*** Document segment ***
We will still suppose that traffic from R2 reaches RP via R3 and not R6. However, we would like to allow S to send to G via the more-direct path R6→R2. RP would initiate this through special join messages sent to R6; a message would then be sent from RP to the group G announcing the option of creating a source-specific tree for S (or, more properly, for S’s designated router R6). For R1 and R5, there is no change; these routers reach RP and R6 through the same next_hop router R2.

However, R2 receives this message and notes that it can reach R6 directly (or, in general, at least via a different path than it uses to reach RP), and so R2 will send a join message to R6. R2 and R6 will now each have general entries for ⟨*,G⟩ but also a source-specific entry ⟨S,G⟩, meaning that R6 will forward traffic addressed to G and coming from S to R2, and R2 will accept it. R6 may still also forward these packets to RP (as RP does belong to group G), but RP might also by then have an ⟨S,G⟩ entry that says (unless the diagram above is extended) not to forward any further.

The tags ⟨*,G⟩ and ⟨S,G⟩ thus mark two different trees, one rooted at RP and the other rooted at R6. Routers each use an implicit closest-match strategy, using a source-specific entry if one is available and the wildcard ⟨*,G⟩ entry otherwise.

As mentioned repeatedly above, the necessary ISP cooperation with all this has not been forthcoming. As a stopgap measure, the multicast backbone or Mbone was created as a modest subset of multicast-aware routers. Most of the routers were actually within Internet leaf-customer domains rather than ISPs, let alone backbone ISPs. To join a multicast group on the Mbone, one first identified the nearest Mbone router and then connected to it using tunneling. The Mbone gradually faded away after the year 2000.

We have not discussed at all how a multicast address would be allocated to a specific set of hosts wishing to form a multicast group. There are several large blocks of class-D addresses assigned by the IANA. Some of these are assigned to specific protocols; for example, the multicast address for the Network Time Protocol is 224.0.1.1 (though you can use NTP quite happily without using multicast). The 232.0.0.0/8 block is reserved for source-specific multicast, and the 233.0.0.0/8 block is allocated by the GLOP standard; if a site has a 16-bit Autonomous System number with bytes x and y, then that site automatically gets the multicast block 233.x.y.0/24. A fuller allocation scheme waits for the adoption and development of a broader IP-multicast strategy. This may never happen.

25.6   RSVP

We next turn to the RSVP (ReSerVation) protocol, which forms the core of IntServ.
*** End of Document segment ***
*** Stored data ***
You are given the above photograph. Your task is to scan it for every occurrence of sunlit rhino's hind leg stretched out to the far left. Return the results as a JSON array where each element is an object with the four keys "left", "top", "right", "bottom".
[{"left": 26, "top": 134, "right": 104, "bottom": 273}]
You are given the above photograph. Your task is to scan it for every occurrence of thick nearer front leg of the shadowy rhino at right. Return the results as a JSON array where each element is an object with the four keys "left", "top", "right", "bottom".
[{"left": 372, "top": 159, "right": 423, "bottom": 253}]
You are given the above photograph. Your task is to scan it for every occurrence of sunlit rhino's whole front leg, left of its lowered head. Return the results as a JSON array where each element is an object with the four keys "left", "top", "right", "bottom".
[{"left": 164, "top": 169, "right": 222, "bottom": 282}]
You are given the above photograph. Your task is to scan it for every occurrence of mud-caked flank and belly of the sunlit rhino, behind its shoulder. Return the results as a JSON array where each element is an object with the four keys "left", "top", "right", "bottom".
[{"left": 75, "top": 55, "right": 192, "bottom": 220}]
*** End of Stored data ***
*** Stored data ***
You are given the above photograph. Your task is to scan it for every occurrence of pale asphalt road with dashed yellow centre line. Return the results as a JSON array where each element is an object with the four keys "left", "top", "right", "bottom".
*** End of Stored data ***
Prompt A:
Summarize the IP multicast text in two sentences.
Prompt B:
Answer these questions using the IP multicast text, one answer per line with matching labels:
(i) What multicast address does the Network Time Protocol use?
(ii) After what year did the Mbone gradually fade away?
(iii) Which address block is reserved for source-specific multicast?
Prompt C:
Continue the IP multicast text, picking up after its final sentence.
The data is separate material.

Reply A:
A rendezvous point can arrange a source-specific tree so that traffic from S reaches group G over the more direct path R6→R2, and routers then hold both ⟨*,G⟩ and ⟨S,G⟩ entries, using the source-specific entry when one is available. Because ISPs did not cooperate, the Mbone was created as a stopgap and faded after 2000, and class-D multicast addresses are assigned in blocks by the IANA, including 232.0.0.0/8 for source-specific multicast and 233.0.0.0/8 under the GLOP standard.

Reply B:
(i) 224.0.1.1
(ii) 2000
(iii) 232.0.0.0/8

Reply C:
The original model for RSVP was to support multicast, so as to support teleconferencing. For this reason, reservations are requested not by senders but by receivers, as a multicast sender may not even know who all the receivers are. Reservations are also for one direction; bidirectional traffic needs to make two reservations.

Like multicast, RSVP generally requires participation of intermediate routers.

Reservations include both a flowspec describing the traffic flow (eg a unicast or multicast destination) and also a filterspec describing how to identify the packets of the flow. We will assume that filterspecs simply define unidirectional unicast flows, eg by specifying source and destination sockets, but more general filterspecs are possible. A component of the flowspec is the Tspec, or traffic spec; this is where the token-bucket specification for the flow appears. Tspecs do not in fact include a bound on total delay; however, the degree of queuing delay at each router can be computed from the TB(r,Bmax) token-bucket parameters as Bmax/r.

The two main messages used by RSVP are PATH packets, which move from sender to receiver, and the subsequent RESV packets, which move from receiver to sender.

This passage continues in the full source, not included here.